§ Work to be completed: Beginning with the first line below, retype exactly each line through the one containing "Kindly point to the bathroom vanity". Leave out all pictures.

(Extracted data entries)

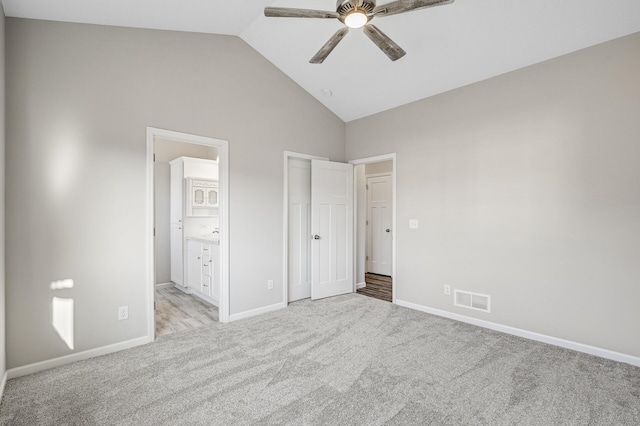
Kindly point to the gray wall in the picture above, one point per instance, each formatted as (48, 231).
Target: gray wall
(79, 100)
(2, 202)
(527, 187)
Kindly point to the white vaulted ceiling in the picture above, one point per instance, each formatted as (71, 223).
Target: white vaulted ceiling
(447, 46)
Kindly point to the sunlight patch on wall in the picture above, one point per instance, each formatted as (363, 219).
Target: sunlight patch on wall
(64, 164)
(62, 314)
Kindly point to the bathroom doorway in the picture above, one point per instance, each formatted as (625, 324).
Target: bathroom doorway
(188, 231)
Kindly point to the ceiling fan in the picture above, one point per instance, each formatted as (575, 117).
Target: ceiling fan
(357, 14)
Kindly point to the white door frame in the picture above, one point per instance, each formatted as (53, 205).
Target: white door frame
(285, 203)
(223, 170)
(368, 160)
(368, 231)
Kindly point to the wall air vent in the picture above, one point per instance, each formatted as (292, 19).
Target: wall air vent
(467, 299)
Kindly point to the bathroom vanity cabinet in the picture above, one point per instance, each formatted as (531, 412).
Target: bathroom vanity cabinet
(203, 270)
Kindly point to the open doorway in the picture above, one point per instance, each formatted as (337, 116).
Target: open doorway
(187, 252)
(303, 234)
(374, 182)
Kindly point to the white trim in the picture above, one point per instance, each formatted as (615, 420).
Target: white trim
(377, 174)
(393, 173)
(164, 285)
(556, 341)
(79, 356)
(223, 176)
(285, 216)
(3, 384)
(257, 311)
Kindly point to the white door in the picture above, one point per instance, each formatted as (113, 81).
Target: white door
(332, 228)
(299, 229)
(379, 194)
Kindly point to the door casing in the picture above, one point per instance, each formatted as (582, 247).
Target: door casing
(285, 239)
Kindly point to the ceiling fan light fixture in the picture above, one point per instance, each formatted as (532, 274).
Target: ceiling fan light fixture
(356, 19)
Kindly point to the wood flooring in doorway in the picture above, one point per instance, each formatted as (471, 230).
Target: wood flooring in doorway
(178, 311)
(378, 286)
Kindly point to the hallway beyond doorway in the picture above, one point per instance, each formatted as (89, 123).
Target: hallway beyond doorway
(378, 286)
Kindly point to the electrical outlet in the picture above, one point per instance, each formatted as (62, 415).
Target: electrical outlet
(123, 313)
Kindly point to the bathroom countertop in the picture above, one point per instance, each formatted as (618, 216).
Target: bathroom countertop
(204, 239)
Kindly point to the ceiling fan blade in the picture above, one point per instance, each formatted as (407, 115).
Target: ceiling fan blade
(329, 46)
(286, 12)
(388, 46)
(401, 6)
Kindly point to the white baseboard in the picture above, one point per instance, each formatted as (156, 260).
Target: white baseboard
(79, 356)
(258, 311)
(164, 285)
(2, 385)
(568, 344)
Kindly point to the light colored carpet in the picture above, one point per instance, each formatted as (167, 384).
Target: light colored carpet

§ Solution to the exercise:
Kindly point to the gray wall in the picture above, one point per instance, each formatted as (48, 231).
Target: gray wall
(79, 100)
(2, 202)
(527, 187)
Kindly point to the white vaulted ceiling in the picture above, one point per instance, each formatted as (71, 223).
Target: white vaulted ceiling
(447, 46)
Kindly point to the sunlight patch on wall in the picture above, one point per instance, each formatted as (363, 219).
Target: sunlight patch on wall
(64, 164)
(62, 314)
Kindly point to the bathroom doorway in the picture above, one point per instance, each formatted as (625, 324).
Target: bathroom doorway
(188, 231)
Kindly point to the ceiling fan in the picture above, one point per instance, each formatted as (575, 117).
Target: ceiling fan
(357, 14)
Kindly point to the white door frame in the picture above, one point per instance, each formatted as (53, 205).
Target: white door frame
(285, 203)
(223, 170)
(368, 160)
(368, 231)
Kindly point to the wall air vent in the picture above, one point per instance, each formatted as (292, 19).
Target: wall air vent
(467, 299)
Kindly point to the bathroom vanity cabinet in the picture above, one point per instance, each formatted as (531, 412).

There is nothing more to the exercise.